◆ **Brief**:
Retype all of the data exactly as given.

◆ **Raw records**:
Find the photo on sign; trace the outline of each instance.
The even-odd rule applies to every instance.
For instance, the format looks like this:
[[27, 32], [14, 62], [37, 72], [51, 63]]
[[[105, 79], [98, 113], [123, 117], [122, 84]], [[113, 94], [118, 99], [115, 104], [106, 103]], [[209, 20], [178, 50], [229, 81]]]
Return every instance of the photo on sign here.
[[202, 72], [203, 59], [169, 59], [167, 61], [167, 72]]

◆ **Exercise output**:
Find the photo on sign; trace the outline of each instance.
The even-odd rule applies to every instance.
For instance, the format looks like this:
[[27, 32], [14, 62], [37, 72], [51, 63]]
[[[105, 79], [98, 113], [123, 117], [122, 84]], [[113, 94], [118, 99], [115, 104], [106, 103]], [[209, 20], [178, 50], [229, 81]]]
Return every instance of the photo on sign here.
[[202, 72], [203, 59], [169, 59], [167, 61], [167, 72]]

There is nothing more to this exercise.